— Direction 1 —
According to the metrics article, what does a value of 1 for Kafka_controller_active_count indicate?

— Source excerpt —
┌──

Metrics
This article specifically addresses the AutoMQ Kafka terminology within the open-source automq-for-kafka project by "AutoMQ CO." hosted on GitHub AutoMQ.
This article will explore the monitoring metrics provided by AutoMQ for Kafka, which are displayed in Prometheus format.
General Metrics
Kafka_server_connection_count
Current number of established connections per node.
- Type: Gauge
Kafka_network_threads_idle_rate
Idle rate of Kafka SocketServer network threads, ranging from [0, 1.0].
- Type: Gauge
Kafka_io_threads_idle_time_nanoseconds_total
Idle time of Kafka request handler threads, this metric represents a cumulative value of the native Apache Kafka® metric RequestHandlerAvgIdlePercent, measured in nanoseconds. By calculating the derivative over time (nanoseconds), the idle rate of threads can be determined. It's important to note that when the node functions as a combined node (serving both as Controller and Broker), the metric represents a combined value from both the Controller and Broker, with a possible maximum idle rate derived up to 2.0.
- Type: Counter
Controller Metrics
Kafka_controller_active_count
Shows whether the current Controller node is an active Controller, with a metric value of 1 indicating active status, and 0 indicating non-active.
- Type: Gauge
Kafka_broker_active_count
Current active broker count in the cluster.
- Type: Gauge
Kafka_broker_fenced_count
Number of brokers in the cluster that are fenced.
- Type: Gauge
Kafka_topic_count
Total number of topics in the cluster.
- Type: Gauge
Kafka_partition_total_count
Total number of partitions in the cluster.
- Type: Gauge
Kafka_partition_offline_count
Total number of leaderless partitions in the cluster.

└──

— Data for this task —
┌──

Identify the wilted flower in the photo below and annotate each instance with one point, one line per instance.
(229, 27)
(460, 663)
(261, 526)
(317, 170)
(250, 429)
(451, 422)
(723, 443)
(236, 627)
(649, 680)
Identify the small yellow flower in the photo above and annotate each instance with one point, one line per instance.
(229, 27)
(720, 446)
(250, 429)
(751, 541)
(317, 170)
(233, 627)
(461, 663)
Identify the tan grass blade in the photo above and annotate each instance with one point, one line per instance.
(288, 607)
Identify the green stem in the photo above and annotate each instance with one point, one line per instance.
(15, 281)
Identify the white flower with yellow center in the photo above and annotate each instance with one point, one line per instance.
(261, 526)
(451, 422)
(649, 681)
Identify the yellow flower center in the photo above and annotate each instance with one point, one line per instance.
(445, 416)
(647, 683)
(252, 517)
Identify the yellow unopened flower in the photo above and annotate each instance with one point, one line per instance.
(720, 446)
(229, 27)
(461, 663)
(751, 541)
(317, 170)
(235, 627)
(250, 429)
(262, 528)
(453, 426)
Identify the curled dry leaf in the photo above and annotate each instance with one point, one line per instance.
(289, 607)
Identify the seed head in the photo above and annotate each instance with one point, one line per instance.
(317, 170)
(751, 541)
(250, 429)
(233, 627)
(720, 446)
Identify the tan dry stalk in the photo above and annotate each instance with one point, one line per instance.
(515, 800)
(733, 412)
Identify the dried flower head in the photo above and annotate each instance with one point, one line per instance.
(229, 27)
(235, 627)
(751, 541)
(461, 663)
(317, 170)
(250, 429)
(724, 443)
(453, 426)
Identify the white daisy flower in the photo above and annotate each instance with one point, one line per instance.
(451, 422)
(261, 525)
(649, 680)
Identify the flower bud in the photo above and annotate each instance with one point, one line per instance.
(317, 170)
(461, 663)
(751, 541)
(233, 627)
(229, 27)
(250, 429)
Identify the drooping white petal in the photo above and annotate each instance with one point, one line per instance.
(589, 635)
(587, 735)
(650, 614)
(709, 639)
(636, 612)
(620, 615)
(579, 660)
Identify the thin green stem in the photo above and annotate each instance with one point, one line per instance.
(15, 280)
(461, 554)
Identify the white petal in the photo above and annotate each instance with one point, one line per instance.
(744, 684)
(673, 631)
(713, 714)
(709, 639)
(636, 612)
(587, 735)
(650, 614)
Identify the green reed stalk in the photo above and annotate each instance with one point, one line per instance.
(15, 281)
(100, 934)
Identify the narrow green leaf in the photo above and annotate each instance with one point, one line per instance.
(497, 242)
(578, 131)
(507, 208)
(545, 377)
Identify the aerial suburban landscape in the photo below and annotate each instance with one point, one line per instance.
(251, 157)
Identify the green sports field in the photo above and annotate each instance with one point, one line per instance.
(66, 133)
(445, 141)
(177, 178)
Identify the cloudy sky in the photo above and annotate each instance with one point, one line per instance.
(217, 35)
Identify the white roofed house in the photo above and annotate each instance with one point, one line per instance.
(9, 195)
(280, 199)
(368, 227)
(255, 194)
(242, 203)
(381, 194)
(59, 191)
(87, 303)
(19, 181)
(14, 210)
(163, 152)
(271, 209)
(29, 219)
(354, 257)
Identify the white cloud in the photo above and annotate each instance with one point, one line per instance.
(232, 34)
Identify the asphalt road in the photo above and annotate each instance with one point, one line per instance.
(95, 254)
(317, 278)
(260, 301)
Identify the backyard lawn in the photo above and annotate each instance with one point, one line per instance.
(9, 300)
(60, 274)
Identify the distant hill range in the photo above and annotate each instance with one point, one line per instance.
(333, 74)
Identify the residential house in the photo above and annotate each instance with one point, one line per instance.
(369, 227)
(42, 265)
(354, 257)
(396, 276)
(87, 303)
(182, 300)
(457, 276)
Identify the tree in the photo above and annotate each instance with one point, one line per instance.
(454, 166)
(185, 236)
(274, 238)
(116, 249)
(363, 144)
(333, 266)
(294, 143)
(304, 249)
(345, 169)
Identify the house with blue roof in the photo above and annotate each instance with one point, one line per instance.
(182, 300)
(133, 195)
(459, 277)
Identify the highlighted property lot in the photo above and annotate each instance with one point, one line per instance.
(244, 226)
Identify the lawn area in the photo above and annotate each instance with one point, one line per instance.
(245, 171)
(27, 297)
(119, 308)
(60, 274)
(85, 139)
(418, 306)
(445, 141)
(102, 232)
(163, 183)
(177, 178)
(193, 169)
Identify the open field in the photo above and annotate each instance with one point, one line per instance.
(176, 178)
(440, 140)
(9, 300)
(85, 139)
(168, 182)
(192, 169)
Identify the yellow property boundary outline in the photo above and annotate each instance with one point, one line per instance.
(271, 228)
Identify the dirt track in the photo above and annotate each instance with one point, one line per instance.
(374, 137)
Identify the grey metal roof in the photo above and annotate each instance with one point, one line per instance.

└──

— Direction 2 —
Reproduce the records verbatim, starting at the line containing "Identify the dirt" and continuing through the last line of the records.

— Finished answer 1 —
It indicates that the current Controller node is active.

— Finished answer 2 —
Identify the dirt track in the photo above and annotate each instance with one point, one line per instance.
(374, 137)
Identify the grey metal roof in the photo above and annotate each instance with one point, one line per instance.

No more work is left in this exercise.